SELECTION =>
## start

You are viewing a plain text version of this content. The canonical link for it is here.

Posted to user@flink.apache.org by Martijn Visser <ma...@ververica.com> on 2022/01/14 09:25:36 UTC

Fwd: [DISCUSS] Moving connectors from Flink to external connector repositories

Hi User mailing list,

I'm also forwarding this thread to you. Please let me know if you have any
comments or feedback!

Best regards,

Martijn

---------- Forwarded message ---------
From: Martijn Visser <ma...@ververica.com>
Date: Fri, 14 Jan 2022 at 06:28
Subject: Re: [DISCUSS] Moving connectors from Flink to external connector
repositories
To: Qingsheng Ren <re...@gmail.com>
Cc: dev <de...@flink.apache.org>


Hi everyone,

If you have any more comments or questions, please let me know. Else I
would open up a vote on this thread in the next couple of days.

Best regards,

Martijn

On Thu, 6 Jan 2022 at 09:45, Qingsheng Ren <re...@gmail.com> wrote:

> Thanks Martijn for driving this!
>
> I’m +1 for Martijn’s proposal. It’s important to avoid making some
> connectors above others, and all connectors should share the same quality
> standard. Keeping some basic connectors like FileSystem is reasonable since
> it’s crucial for new users to try and explore Flink quickly.

## end

STORED DATA =>
## start

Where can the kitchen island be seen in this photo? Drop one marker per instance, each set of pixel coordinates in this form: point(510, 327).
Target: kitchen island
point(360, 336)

## end

TASK A =>
Answer these about the mailing list post:
(i) To whom is the forwarded message addressed in its "To" line?
(ii) What does Martijn say he would open in the next couple of days?
(iii) Which connector does Qingsheng Ren name as a basic one that is reasonable to keep?
TASK B => List every date that appears in the mailing list post, each with the time given beside it.
TASK C => Please rewrite the mailing list post between "You are viewing" and "comments or feedback!", inclusive, with "feedback" changed to "suggestions".

PROBLEM SOLUTION A =>
(i) Qingsheng Ren
(ii) A vote on this thread
(iii) FileSystem

PROBLEM SOLUTION B =>
- 2022/01/14, 09:25:36 UTC
- Fri, 14 Jan 2022, 06:28
- Thu, 6 Jan 2022, 09:45

PROBLEM SOLUTION C =>
You are viewing a plain text version of this content. The canonical link for it is here.

Posted to user@flink.apache.org by Martijn Visser <ma...@ververica.com> on 2022/01/14 09:25:36 UTC

Fwd: [DISCUSS] Moving connectors from Flink to external connector repositories

Hi User mailing list,

I'm also forwarding this thread to you. Please let me know if you have any
comments or suggestions!